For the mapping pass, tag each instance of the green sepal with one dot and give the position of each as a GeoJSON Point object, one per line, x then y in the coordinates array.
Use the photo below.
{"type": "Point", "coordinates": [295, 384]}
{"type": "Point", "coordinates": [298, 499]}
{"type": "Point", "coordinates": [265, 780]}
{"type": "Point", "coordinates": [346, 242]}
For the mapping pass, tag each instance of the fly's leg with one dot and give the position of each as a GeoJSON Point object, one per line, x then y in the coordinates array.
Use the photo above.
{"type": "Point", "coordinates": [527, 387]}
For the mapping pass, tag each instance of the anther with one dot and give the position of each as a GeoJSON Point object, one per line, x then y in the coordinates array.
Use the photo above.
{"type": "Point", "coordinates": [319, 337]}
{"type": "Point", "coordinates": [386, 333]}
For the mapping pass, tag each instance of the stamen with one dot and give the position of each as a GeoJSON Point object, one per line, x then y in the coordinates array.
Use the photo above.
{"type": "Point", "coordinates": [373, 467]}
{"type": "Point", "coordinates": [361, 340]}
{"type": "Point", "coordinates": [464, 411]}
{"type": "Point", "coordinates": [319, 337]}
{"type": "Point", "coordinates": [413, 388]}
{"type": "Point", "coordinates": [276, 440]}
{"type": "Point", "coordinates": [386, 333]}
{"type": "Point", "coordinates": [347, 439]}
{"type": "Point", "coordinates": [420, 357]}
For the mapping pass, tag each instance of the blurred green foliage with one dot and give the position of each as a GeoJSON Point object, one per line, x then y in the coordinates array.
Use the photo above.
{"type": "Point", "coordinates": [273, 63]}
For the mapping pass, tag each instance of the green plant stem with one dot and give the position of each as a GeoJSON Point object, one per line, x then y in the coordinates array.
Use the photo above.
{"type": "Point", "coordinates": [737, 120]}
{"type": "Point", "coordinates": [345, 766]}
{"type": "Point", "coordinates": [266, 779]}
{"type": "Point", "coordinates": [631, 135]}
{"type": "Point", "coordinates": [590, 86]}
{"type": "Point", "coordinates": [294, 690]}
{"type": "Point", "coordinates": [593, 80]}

☆ ☆ ☆

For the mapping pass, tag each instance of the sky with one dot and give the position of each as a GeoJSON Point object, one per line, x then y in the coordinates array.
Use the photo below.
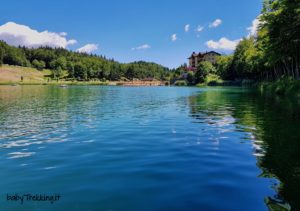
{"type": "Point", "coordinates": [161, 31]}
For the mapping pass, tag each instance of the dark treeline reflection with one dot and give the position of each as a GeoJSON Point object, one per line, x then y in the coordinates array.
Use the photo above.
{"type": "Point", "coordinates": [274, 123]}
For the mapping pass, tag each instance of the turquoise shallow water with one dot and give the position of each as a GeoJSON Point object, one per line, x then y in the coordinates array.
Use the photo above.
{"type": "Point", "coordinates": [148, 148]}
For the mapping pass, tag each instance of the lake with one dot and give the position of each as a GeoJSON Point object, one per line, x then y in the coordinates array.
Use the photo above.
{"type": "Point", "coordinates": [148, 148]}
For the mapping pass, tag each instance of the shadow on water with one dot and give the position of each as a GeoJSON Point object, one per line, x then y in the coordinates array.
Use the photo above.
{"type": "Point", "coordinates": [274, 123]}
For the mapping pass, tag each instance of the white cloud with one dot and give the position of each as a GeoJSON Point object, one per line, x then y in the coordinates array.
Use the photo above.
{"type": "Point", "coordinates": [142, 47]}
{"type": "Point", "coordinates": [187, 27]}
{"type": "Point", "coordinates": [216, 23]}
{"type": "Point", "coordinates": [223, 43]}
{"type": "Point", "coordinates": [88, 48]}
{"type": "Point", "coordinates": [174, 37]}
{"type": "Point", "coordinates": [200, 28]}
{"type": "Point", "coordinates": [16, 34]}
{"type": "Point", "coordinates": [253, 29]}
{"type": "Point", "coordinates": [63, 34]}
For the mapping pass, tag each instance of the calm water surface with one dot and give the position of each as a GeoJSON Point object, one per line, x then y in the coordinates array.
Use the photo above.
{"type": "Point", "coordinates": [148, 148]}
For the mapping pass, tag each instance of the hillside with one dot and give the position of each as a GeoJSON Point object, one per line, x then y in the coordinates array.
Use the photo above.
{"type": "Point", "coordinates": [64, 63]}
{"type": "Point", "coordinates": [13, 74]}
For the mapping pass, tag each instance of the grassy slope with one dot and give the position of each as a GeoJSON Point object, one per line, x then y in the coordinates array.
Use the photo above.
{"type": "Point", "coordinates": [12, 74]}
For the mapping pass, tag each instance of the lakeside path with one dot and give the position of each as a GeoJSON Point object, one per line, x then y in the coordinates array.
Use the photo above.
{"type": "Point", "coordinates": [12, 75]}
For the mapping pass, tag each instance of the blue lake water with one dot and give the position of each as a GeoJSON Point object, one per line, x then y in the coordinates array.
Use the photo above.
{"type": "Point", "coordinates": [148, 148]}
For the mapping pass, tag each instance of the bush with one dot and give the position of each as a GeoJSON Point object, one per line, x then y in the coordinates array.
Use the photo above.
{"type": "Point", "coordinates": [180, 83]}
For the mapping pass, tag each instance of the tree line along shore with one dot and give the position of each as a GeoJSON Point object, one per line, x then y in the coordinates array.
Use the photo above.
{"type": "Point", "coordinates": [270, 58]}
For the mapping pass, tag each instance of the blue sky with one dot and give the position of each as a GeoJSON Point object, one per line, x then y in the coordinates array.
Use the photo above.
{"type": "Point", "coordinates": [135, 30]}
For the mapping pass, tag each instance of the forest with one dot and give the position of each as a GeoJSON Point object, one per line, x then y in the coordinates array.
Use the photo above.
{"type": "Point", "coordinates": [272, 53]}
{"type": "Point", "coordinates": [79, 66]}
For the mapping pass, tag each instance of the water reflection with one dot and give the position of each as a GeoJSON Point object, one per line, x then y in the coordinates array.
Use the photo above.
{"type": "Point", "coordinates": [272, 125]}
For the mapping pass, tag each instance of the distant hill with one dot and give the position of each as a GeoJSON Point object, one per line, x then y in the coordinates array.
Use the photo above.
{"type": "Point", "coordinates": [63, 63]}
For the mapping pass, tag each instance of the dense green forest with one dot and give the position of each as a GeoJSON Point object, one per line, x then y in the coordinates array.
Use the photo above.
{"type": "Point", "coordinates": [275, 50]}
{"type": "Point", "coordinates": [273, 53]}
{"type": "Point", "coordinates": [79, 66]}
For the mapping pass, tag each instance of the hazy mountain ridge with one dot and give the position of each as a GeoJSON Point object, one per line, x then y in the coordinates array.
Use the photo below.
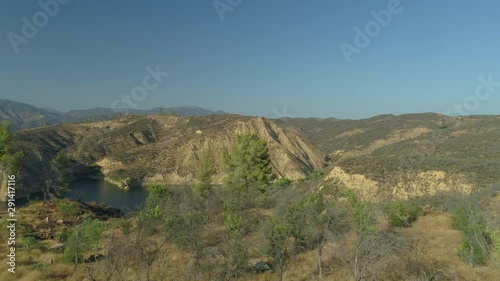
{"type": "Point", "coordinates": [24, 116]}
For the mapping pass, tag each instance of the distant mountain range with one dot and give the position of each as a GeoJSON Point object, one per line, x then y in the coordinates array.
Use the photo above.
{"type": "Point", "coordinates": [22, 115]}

☆ ☆ ☆

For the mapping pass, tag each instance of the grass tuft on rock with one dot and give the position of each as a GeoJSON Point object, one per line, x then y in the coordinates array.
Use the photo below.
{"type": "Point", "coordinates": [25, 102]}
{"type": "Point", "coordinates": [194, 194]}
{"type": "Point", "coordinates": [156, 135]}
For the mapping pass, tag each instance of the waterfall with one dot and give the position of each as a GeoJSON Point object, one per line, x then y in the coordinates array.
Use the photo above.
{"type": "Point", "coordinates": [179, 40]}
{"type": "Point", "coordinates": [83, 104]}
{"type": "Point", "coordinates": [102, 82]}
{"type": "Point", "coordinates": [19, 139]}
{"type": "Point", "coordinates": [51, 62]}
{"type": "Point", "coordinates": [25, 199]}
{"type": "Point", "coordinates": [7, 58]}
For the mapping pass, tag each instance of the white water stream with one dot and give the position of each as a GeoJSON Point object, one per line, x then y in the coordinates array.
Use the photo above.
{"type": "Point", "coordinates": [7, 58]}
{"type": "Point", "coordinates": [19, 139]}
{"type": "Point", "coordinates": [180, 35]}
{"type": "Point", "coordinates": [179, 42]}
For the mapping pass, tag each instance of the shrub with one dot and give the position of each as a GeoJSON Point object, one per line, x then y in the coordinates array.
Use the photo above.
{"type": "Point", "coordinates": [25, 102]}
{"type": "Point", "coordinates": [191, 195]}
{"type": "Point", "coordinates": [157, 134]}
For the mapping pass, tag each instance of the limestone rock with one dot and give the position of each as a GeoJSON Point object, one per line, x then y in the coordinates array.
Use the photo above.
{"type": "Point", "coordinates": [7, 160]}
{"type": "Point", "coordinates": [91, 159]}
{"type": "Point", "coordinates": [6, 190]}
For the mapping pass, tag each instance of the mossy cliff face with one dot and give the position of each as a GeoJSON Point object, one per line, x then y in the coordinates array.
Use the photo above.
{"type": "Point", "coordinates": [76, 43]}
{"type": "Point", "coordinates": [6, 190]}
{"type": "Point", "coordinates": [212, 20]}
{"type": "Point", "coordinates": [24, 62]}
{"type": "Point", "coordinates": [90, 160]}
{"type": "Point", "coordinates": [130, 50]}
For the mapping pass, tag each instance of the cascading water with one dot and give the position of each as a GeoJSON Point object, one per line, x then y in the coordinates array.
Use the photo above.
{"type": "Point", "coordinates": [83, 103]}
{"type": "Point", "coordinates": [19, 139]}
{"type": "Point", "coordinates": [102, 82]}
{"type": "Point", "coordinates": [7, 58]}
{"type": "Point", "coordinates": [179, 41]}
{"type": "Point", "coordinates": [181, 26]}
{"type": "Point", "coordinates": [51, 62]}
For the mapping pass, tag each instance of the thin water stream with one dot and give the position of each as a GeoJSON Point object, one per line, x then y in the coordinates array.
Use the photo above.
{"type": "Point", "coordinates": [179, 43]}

☆ ☆ ☆

GOAL
How many lines in the items above contain the string "distant"? Match case exactly, and reply with the number alone.

RESULT FOR THIS TASK
2